## What you should do
The answer must be the complete listing, reproduced exactly.

## Provided records
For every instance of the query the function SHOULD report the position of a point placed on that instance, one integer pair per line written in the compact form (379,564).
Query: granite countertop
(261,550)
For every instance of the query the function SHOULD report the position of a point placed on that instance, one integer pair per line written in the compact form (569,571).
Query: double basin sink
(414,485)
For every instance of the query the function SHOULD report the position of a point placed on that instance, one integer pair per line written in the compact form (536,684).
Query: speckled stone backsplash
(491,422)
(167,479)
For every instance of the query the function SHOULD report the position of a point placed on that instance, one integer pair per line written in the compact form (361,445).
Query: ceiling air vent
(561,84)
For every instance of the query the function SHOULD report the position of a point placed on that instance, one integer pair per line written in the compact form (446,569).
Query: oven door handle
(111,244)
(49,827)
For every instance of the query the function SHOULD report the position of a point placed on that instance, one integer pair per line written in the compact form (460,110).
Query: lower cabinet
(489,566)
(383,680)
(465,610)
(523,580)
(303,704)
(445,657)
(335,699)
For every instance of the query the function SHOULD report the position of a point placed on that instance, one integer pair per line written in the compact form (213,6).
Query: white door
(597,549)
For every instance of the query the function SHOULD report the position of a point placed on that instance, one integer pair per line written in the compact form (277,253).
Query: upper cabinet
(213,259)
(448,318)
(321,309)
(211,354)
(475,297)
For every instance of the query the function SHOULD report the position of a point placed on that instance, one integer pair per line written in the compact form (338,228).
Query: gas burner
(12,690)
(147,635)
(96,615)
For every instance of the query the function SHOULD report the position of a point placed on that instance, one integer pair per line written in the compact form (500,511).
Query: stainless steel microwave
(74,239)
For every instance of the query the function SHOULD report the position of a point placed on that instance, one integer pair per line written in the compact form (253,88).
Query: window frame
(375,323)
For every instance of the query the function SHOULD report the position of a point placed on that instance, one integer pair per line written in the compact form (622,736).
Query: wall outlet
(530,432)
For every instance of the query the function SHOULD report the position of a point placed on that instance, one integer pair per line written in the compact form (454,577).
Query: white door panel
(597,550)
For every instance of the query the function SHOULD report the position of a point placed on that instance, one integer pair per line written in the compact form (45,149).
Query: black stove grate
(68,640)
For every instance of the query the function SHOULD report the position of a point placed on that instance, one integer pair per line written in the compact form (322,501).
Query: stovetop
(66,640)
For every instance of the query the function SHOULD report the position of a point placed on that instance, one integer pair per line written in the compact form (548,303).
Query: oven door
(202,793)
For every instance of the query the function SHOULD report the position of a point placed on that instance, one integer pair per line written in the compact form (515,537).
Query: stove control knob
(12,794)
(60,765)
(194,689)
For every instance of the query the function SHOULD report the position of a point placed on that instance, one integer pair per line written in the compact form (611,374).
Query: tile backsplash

## Solution to this task
For every instance of the query the function SHOULD report the position of a point placed on that instance, one integer pair per line written in the compact form (379,564).
Query: granite countertop
(261,550)
For every instance of the query the function SHOULD report the position of a point placed on that instance, one integer pair per line written in the compact form (569,571).
Query: double basin sink
(414,485)
For every instance of the query the function SHOULD report the position of a point placed on that instance, one integer pair per line written in the compact form (536,684).
Query: speckled stone backsplash
(491,422)
(167,479)
For every instance of the query the function SHOULD report the position of a point placed on that instance, one integer pair per line written in the compact form (361,445).
Query: ceiling air vent
(561,84)
For every instance of the query the function SHOULD report the position of a point placed on that instance, one integer pair per line written in the compact form (446,569).
Query: oven door handle
(111,244)
(49,827)
For every instance of the query the function SHOULD report the position of a point placed on that instance, one integer pair per line written in the compact form (460,110).
Query: lower cabinet
(489,566)
(383,680)
(465,610)
(523,580)
(303,704)
(445,657)
(335,699)
For every instance of the query the function SHOULD report the position of a point placed on that instance, one integer pair per line written in the compact form (213,6).
Query: white door
(597,549)
For every instance of the query the function SHOULD report the position of a point placed on that instance, one integer pair per line written in the compact form (277,253).
Query: upper cabinet
(213,259)
(448,318)
(321,309)
(211,354)
(475,297)
For every instance of the query the function SHOULD report the position of a point placed on that instance, one integer pair per line written in the compact form (338,228).
Query: gas burner
(12,690)
(147,635)
(96,615)
For every instance of the query the function SHOULD report the position of a point placed on that instance, one integer pair per line written in the compact form (500,511).
Query: stainless steel microwave
(74,239)
For every instance of the query the function SHOULD report the position of a point placed on that instance, one integer pair per line written in the compact form (253,88).
Query: window frame
(375,323)
For every instance of the query the function SHOULD report the position of a point placed on that instance, one integer pair per line written in the compact form (622,736).
Query: wall outlet
(530,432)
For every instance of the query the function SHOULD report the position of a point placed on that instance, one integer pair per line written in the compact form (454,577).
Query: white door panel
(597,550)
For every instance of the query the function SHOULD report the position of a point placed on that instance, one integer pair per line written in the compact form (45,149).
Query: black stove grate
(68,640)
For every instance of the query the function SHOULD report the position of a point placed on that instance, one integer pair per line written in the compact form (322,501).
Query: stovetop
(66,640)
For every instance of the query the function SHOULD report the position of a point placed on that instance, one integer pair per line written in the compact form (548,303).
Query: oven door
(202,793)
For every instance of the query the function SHOULD report the position of a point placed on that instance, one integer pair per line written in the compact form (515,537).
Query: stove control knob
(12,794)
(60,765)
(194,689)
For every instance of the query the function SHOULD report the position of a point placed on that instance, one integer pair per line written in the compact form (611,374).
Query: tile backsplash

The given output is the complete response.